Я знаю, чего мне хочется. Мне хочется безумной роскоши: мне хочется каждому из моих корреспондентов написать письмо — и-н-д-и-в-и-д-у-а-л-ь-н-о-е! Я последнее время чувствую, что, обращаясь ко всем сразу, чохом, гуртом, я никак не могу передать, что я думаю о каждом в отдельности и как каждого — отдельно! — люблю. Не то чтобы больше или меньше, а именно — отдельно. И об этом не напишешь в таких письмах. То есть можно было бы назвать какие-то ваши черты: ну, скажем, обаяние и излучение жизни — Зойкины или высокую рыцарственность и человеческую полноценность — Сашкины — но тогда получилось бы, что я, дескать, именно за это их люблю. А я ведь их люблю и за это. В общем, понятно? А в таком вот, личном письме мне, может, и удалось бы — ну не знаю, эпитетом каким-нибудь, что ли, — передать то, что я чувствую.

10/X/66

Все-таки меня, видно, не совсем еще забыли. Нынешняя почта: письмо от тебя, Ларик, от Саньки, от Иры [Кудрявцевой], от Маринки Фаюм, от Юны [Вертман].

++++

Что сделать -
Продолжите, пожалуйста, письмо, начав сразу после последнего предложения о нынешней почте.

Исходные строки -
++++

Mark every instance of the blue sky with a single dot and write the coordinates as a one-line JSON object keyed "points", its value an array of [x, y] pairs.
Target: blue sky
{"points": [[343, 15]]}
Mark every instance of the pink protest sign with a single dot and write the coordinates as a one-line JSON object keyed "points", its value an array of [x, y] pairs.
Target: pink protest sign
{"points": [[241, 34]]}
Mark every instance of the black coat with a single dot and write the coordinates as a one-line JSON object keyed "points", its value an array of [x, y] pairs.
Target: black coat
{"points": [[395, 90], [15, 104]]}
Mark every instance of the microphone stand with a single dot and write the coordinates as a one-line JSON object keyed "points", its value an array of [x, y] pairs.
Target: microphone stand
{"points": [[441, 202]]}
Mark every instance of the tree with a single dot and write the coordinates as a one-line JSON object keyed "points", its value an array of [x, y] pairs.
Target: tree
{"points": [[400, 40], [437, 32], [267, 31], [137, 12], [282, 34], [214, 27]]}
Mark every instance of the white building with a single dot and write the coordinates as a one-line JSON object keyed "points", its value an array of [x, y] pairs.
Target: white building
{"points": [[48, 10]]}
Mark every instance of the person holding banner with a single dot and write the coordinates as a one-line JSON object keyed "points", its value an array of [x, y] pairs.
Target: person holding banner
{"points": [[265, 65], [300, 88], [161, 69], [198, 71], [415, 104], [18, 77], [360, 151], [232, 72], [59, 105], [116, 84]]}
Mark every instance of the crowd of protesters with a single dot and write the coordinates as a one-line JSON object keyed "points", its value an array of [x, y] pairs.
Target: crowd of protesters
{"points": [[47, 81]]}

++++

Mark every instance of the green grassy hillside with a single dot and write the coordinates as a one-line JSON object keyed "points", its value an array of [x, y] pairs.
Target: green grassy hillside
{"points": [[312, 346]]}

++++

Результат -
Тэк-с, по порядочку. В твоем письме, Лар, среди прочих приятных, неприятных и обыкновенных сообщений есть и вполне справедливые претензии к стилистическим срывам в моих письмах. А что делать? То, что говорит Юра [Левин] о моих письмах (и не только Юра), звучит очень серьезно; по-моему, даже слишком серьезно. Я все-таки никак не могу почувствовать — хоть и стараюсь, — что мои письма — это литература, эпистолярный жанр или что-то в этом роде. И откровенно говоря, мне бы этого не хотелось. То есть я не возражаю, чтобы их читали не только ты и самые близкие друзья, но я хотел бы, чтобы к ним относились именно как к письмам. Наверно, я все-таки писал бы их иначе, если бы адресовал «urbi et orbi». А коли это письма, то какого черта я буду заботиться о стиле? Ну, «красивости», ну, «литературщина», ну, «пошло» — ну и что? А может, у меня такое настроение было изысканно-воздыхательное? Что ж мне теперь — черновики, что ли, составлять, а потом правкой заниматься? Не настолько уж серьезно я к себе отношусь. И настолько серьезно — к литературе, в которую не стоит соваться со своими интимностями, ежели они не перекликнутся с интимностями чужими — совсем незнакомых людей. Ох, не надо мне, Ларка, следить за стилем писем! А то я окажусь той самой сороконожкой, которая задумалась о том, в каком порядке она переставляет все свои сорок ножек...

Кстати о жанрах. Ты пишешь об эпистолярном, но почему-то молчишь о жанре, в котором прославились А.Франк, С.А.Толстая и др.* Меня это несколько удивляет. Хоть бы полсловечком обмолвилась.

О Танином [Т.Макаровой] письме — в другой раз, отдельно.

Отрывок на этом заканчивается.